### SUPPLIED DATA:

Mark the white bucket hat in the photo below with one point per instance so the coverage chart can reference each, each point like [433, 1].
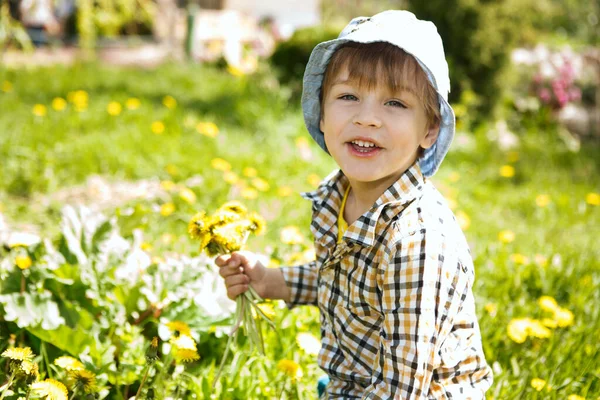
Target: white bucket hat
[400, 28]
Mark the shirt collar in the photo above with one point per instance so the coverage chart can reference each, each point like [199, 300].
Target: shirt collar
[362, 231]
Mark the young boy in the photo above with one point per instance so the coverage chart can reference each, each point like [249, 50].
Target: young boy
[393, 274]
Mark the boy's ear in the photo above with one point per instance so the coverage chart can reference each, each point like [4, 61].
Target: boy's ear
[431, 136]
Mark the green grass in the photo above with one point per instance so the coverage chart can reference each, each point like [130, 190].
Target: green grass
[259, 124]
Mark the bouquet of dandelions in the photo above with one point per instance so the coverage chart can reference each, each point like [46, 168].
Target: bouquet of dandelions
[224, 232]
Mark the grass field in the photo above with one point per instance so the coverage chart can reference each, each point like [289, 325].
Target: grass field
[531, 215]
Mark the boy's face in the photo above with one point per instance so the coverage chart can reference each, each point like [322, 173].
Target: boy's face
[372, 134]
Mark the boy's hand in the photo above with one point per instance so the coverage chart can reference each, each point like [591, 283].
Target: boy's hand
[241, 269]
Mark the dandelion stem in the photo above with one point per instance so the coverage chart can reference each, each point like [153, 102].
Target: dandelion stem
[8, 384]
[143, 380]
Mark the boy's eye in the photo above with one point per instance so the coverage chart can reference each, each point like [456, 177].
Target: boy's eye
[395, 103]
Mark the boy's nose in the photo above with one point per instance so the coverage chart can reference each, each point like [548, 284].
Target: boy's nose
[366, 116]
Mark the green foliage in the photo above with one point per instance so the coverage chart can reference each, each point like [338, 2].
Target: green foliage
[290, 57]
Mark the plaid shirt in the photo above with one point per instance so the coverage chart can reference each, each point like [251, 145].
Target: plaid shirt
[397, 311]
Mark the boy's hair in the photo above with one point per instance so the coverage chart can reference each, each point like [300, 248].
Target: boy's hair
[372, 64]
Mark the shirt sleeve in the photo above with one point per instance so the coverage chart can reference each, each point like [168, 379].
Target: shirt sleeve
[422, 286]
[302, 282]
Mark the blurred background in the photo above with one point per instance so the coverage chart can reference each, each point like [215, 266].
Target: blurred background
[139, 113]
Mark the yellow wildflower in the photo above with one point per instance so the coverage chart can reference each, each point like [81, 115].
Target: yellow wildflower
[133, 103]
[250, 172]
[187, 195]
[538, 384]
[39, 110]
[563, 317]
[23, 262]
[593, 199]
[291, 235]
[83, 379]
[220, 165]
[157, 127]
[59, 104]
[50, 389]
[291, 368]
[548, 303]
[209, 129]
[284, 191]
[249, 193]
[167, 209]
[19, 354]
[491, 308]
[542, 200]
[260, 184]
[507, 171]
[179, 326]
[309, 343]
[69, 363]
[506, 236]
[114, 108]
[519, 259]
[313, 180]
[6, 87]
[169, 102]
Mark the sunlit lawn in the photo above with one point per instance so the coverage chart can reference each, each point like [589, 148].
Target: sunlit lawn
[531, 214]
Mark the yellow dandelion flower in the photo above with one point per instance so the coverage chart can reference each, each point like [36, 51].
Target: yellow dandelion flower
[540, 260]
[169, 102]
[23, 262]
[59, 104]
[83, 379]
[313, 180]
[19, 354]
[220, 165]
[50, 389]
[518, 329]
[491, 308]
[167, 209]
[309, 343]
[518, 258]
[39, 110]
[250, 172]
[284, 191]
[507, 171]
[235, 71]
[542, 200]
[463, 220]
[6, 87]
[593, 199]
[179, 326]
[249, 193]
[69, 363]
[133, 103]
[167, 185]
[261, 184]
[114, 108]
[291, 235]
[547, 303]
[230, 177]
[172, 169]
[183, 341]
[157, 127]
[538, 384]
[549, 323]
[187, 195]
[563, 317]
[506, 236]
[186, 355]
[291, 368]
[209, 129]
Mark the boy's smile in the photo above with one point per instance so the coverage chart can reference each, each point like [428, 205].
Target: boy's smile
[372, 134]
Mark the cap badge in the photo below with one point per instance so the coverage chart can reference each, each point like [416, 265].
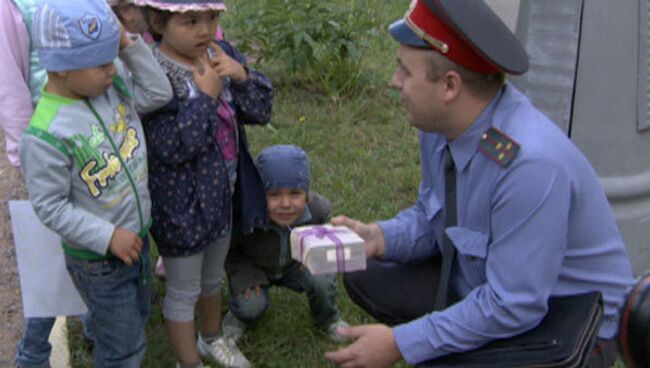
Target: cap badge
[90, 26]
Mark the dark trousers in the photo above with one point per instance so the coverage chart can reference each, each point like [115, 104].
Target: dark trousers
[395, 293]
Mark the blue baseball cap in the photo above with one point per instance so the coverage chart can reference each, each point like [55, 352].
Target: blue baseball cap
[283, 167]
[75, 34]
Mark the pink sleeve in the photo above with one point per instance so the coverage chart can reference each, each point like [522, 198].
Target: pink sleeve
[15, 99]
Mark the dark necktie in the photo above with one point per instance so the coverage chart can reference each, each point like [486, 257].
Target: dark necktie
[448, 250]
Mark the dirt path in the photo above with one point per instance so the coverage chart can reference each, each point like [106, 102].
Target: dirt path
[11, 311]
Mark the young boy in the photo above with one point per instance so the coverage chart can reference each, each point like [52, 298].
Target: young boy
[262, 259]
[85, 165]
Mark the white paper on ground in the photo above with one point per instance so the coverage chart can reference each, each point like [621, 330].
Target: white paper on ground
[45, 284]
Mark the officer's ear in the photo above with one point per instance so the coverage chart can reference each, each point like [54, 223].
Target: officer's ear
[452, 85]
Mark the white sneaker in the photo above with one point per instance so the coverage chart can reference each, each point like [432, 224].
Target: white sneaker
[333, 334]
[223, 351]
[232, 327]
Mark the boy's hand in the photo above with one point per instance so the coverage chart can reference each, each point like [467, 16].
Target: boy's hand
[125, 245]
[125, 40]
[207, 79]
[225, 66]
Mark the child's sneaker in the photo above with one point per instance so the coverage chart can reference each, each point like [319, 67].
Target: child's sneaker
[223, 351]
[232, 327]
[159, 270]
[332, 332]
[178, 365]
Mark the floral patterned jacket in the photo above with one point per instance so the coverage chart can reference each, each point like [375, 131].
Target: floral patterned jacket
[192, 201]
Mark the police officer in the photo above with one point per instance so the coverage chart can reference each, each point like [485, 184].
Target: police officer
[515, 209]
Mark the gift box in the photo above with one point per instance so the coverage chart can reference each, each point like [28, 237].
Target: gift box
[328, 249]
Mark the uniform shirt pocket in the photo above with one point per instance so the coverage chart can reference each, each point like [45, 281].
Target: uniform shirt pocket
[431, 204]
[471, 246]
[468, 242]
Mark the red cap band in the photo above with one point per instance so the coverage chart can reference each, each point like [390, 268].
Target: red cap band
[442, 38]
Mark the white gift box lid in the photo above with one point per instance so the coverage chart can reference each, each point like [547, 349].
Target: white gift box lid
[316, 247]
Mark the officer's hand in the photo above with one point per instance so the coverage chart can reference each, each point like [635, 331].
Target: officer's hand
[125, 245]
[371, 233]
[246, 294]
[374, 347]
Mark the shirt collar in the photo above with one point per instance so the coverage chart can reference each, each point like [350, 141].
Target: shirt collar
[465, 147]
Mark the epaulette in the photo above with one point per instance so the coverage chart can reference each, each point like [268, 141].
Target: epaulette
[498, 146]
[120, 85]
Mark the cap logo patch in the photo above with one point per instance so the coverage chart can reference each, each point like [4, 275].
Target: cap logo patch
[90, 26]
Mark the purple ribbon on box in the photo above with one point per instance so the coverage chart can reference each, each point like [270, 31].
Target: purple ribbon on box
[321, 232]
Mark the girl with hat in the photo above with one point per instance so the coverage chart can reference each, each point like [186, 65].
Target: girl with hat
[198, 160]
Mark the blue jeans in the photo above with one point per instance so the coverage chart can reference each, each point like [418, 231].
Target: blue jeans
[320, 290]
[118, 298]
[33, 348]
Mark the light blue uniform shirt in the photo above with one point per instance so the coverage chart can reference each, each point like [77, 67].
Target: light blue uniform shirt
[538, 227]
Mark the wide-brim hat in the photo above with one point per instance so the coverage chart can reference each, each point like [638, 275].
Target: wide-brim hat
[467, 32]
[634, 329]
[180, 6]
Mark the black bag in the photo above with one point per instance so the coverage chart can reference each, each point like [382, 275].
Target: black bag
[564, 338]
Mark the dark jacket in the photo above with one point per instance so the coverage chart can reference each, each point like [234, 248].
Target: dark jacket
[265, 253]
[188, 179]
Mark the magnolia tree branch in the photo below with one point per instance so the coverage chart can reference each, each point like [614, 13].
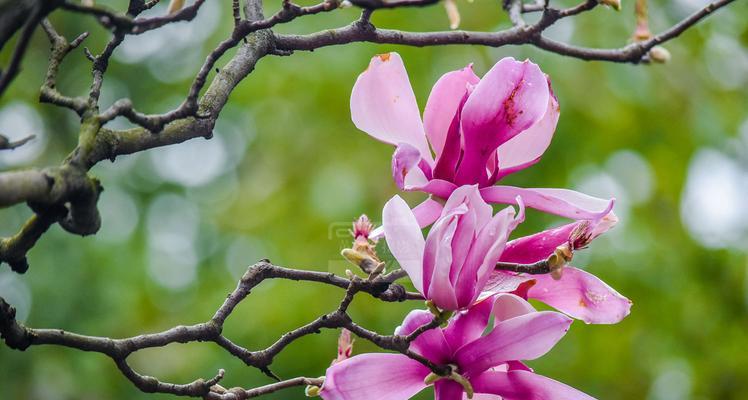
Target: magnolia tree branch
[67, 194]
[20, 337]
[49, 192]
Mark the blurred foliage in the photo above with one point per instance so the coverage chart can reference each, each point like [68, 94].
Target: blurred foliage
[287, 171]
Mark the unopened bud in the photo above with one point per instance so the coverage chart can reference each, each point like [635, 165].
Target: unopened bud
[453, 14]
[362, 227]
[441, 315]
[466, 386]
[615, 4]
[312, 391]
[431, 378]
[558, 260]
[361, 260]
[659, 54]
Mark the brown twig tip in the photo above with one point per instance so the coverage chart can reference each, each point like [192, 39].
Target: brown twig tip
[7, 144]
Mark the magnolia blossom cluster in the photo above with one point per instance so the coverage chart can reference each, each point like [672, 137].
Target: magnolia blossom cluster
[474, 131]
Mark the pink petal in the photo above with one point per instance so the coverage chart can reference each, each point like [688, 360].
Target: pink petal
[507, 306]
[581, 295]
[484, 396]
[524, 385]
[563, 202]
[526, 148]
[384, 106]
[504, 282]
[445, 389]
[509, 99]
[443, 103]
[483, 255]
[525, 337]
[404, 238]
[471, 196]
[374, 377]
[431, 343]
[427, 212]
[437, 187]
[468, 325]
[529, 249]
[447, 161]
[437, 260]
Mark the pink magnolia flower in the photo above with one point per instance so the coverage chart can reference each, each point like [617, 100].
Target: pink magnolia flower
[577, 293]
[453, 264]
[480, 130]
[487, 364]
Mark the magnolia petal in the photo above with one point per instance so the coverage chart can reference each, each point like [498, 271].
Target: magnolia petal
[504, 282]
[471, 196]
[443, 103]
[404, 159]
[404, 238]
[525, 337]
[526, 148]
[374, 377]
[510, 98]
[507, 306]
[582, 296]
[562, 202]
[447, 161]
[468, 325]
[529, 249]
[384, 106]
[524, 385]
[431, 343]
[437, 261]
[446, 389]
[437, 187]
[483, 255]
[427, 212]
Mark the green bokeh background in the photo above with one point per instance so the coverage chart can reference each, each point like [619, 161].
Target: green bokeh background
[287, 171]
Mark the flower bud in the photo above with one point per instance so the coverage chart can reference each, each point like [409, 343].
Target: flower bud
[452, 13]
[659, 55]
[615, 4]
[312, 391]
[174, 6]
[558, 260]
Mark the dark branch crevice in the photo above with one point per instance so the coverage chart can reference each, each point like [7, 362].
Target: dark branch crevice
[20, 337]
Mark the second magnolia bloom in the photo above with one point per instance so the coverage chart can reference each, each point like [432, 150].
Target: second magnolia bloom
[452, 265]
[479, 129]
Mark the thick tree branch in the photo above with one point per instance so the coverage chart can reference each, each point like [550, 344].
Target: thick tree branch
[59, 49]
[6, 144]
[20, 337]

---

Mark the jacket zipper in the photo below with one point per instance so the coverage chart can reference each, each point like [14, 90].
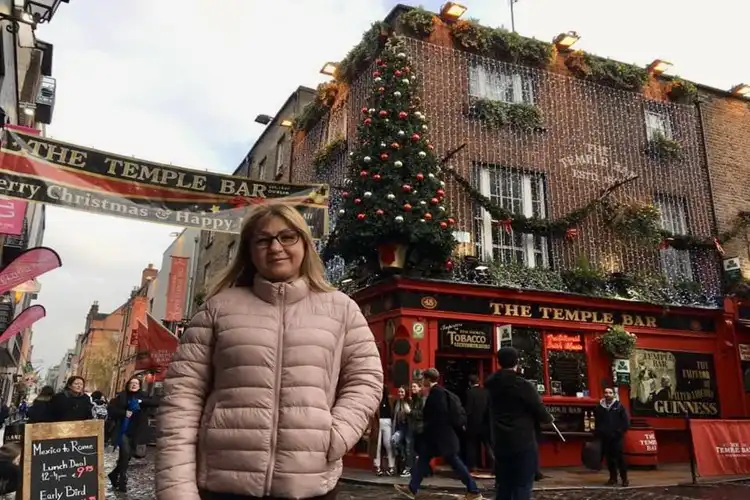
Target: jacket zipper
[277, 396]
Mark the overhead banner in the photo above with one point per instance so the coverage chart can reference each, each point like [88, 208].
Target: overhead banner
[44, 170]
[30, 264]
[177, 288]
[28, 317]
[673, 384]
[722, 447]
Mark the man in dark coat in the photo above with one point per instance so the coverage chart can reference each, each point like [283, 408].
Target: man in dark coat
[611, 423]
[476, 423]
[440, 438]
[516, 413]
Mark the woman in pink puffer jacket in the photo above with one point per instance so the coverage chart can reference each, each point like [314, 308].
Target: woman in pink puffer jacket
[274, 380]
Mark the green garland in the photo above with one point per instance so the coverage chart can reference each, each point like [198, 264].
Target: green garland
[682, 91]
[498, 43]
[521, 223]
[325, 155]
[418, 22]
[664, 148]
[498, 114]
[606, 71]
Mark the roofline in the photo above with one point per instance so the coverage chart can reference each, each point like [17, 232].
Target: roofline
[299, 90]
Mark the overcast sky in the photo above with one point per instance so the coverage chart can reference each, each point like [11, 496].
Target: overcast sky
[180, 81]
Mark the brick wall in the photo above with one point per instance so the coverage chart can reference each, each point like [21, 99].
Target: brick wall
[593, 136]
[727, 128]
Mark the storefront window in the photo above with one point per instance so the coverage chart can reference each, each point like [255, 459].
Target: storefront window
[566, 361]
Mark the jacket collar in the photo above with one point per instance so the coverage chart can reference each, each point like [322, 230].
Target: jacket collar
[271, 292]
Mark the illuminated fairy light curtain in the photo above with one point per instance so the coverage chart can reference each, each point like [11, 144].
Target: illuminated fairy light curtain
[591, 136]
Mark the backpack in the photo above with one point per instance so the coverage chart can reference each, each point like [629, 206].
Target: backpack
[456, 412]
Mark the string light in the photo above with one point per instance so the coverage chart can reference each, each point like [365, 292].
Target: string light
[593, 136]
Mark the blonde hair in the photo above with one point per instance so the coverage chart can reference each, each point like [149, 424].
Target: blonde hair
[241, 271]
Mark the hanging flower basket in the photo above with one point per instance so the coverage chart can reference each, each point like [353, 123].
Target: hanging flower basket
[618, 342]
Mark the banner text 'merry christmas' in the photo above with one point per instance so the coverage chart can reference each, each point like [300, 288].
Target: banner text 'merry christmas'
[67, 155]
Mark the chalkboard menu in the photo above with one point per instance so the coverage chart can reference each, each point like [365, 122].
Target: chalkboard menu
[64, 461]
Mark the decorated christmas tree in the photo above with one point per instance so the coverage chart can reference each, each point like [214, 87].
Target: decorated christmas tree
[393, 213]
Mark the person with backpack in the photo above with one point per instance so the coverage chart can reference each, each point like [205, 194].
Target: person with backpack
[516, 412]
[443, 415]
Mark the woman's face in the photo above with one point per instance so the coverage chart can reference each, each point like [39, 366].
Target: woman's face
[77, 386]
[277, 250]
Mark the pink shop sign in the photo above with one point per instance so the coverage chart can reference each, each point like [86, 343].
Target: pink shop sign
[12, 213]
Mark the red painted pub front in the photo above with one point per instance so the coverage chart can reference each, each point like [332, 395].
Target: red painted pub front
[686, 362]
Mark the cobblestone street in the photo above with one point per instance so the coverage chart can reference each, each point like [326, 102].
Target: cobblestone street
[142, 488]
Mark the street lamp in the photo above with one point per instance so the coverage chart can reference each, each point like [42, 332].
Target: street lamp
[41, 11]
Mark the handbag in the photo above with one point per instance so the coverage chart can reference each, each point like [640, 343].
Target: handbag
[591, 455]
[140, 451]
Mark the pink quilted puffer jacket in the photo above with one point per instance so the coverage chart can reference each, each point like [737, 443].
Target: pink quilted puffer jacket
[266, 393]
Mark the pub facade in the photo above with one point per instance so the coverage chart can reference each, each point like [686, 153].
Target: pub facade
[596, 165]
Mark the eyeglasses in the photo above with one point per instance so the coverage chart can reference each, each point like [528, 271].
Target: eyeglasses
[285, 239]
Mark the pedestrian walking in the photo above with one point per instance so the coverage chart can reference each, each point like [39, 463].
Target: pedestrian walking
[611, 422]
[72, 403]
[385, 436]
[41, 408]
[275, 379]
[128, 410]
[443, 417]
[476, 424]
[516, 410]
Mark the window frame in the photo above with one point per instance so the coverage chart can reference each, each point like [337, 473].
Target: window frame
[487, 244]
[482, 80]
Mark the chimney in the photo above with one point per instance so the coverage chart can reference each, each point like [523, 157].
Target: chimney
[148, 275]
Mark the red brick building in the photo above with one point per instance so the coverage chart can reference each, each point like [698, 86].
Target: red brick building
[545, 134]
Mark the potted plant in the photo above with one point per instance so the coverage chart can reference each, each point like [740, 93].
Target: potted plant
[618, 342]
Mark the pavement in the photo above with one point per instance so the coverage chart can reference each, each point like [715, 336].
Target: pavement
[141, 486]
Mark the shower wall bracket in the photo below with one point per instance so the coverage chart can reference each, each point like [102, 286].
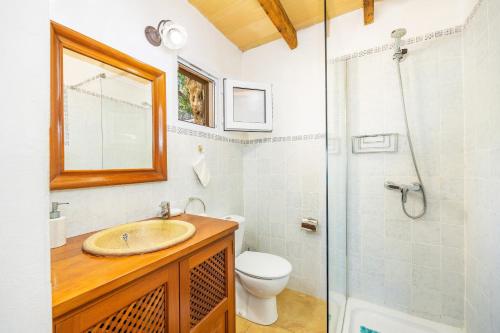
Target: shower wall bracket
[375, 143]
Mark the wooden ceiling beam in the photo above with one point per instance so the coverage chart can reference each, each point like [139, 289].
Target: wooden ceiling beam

==

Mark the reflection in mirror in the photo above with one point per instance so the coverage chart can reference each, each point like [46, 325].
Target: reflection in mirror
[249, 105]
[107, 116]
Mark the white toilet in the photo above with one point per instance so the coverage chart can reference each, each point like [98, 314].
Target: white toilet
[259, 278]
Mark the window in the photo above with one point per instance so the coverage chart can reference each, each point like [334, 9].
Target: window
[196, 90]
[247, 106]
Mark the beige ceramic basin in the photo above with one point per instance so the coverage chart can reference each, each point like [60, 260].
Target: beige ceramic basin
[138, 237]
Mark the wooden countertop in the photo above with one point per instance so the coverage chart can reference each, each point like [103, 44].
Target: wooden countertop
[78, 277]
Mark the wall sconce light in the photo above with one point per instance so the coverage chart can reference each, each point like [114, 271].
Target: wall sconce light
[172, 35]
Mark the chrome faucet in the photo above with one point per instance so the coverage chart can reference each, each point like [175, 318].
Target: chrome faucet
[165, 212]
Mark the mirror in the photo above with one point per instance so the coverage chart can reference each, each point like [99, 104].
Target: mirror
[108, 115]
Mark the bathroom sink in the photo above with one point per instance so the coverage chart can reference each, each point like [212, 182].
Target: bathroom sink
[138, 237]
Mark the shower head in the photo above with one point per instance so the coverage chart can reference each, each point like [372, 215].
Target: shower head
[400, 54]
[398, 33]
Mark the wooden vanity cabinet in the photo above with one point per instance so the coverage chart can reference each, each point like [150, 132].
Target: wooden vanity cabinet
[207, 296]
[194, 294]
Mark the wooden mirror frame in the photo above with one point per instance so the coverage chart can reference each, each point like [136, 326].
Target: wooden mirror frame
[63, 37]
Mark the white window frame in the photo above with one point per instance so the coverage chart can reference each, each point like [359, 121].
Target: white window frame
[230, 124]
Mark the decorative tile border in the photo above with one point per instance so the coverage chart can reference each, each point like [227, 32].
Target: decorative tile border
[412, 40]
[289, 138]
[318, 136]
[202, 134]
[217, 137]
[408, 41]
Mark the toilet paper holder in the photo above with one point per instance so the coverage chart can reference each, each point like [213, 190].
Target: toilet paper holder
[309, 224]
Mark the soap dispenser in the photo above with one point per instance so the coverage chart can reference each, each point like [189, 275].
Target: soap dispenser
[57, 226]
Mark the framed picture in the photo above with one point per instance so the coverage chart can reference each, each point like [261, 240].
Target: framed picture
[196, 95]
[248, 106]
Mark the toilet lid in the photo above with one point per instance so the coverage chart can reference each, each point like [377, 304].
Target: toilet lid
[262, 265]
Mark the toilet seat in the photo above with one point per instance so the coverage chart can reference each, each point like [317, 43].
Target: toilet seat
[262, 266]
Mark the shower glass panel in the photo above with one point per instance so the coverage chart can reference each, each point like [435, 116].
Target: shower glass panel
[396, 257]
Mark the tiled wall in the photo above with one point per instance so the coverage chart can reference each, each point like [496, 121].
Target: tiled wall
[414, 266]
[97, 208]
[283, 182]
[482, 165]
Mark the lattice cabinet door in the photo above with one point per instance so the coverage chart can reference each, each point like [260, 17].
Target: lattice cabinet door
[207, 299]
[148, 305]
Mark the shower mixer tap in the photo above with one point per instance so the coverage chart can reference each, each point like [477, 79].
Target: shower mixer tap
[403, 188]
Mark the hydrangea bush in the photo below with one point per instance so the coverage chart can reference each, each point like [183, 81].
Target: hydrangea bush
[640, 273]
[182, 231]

### STATED EXERCISE:
Update the data from the line with "Mark the pedestrian" up to and including the line with "Target: wooden ceiling beam", changing "coverage chart" to "coverage report" and leaving everything else as it is. Omit the pictures from your answer.

### IN RESPONSE:
Mark the pedestrian walking in the photo above with one point per instance so the coverage report can reference each, each point like [39, 463].
Target: pedestrian walking
[611, 422]
[72, 403]
[385, 436]
[41, 408]
[275, 379]
[128, 410]
[443, 417]
[476, 424]
[516, 410]
Mark the window frame in the photo above with one point per instance so the coverage report can reference each, each point like [337, 473].
Target: window frame
[487, 244]
[482, 80]
Mark the chimney in the photo above with one point per instance so the coverage report can reference each, each point like [523, 157].
Target: chimney
[148, 275]
Mark the red brick building in the photo above with one point per instance so the coverage report can reference each, each point like [698, 86].
Target: red brick building
[545, 134]
Mark the potted plant in the photo above with one point per instance so the coverage report can reference each, each point like [740, 93].
Target: potted plant
[618, 342]
Mark the pavement in the photo above with one point per instance so the coverage report can reference each, each point like [715, 336].
Target: pavement
[141, 486]
Mark the shower wall bracket in the photo below with one point per instance so the coverage report can reference each, each point like [102, 286].
Target: shower wall bracket
[375, 143]
Mark the wooden ceiling beam in the photo above with one point per instance so the coverage report can reference each, each point like [139, 289].
Target: wooden ceiling beam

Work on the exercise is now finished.